**BRIEF:** Count every line in the entries that holds the word "below". The reply is that count alone.

**ENTRIES SUPPLIED:**
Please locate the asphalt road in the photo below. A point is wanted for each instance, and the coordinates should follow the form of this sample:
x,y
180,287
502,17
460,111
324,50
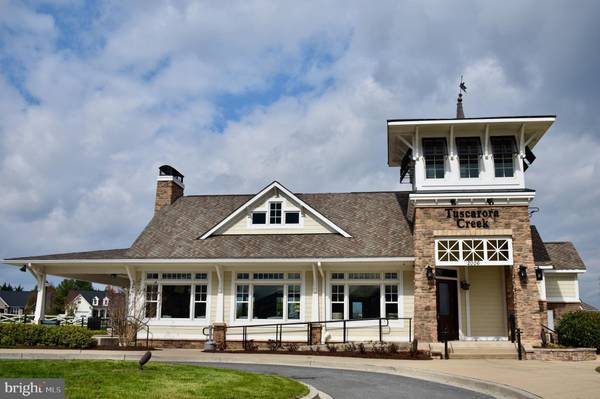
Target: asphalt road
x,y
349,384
---
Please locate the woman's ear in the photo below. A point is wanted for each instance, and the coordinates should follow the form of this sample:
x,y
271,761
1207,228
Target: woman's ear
==
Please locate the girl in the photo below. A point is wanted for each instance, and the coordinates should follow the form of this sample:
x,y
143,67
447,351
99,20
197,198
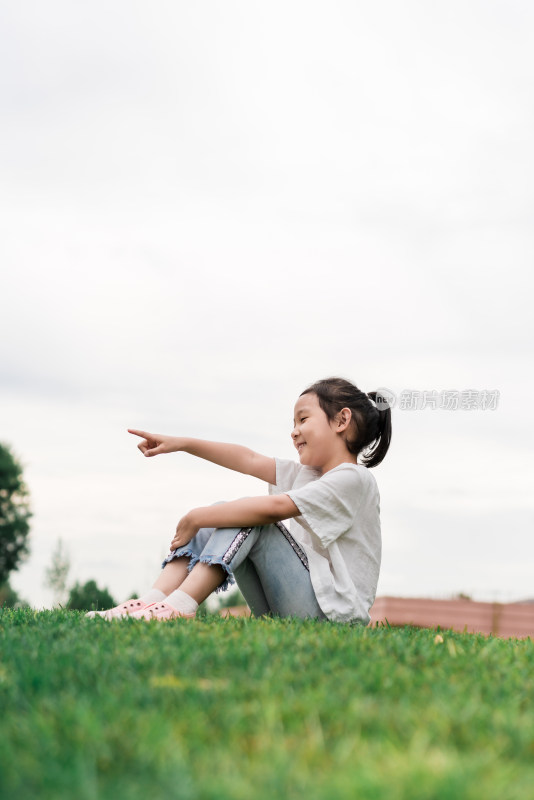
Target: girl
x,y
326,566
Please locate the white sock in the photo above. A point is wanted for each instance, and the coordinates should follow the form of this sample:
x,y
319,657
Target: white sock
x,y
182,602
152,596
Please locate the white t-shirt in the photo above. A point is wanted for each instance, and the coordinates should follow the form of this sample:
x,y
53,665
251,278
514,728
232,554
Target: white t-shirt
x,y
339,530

**ANSWER:** 3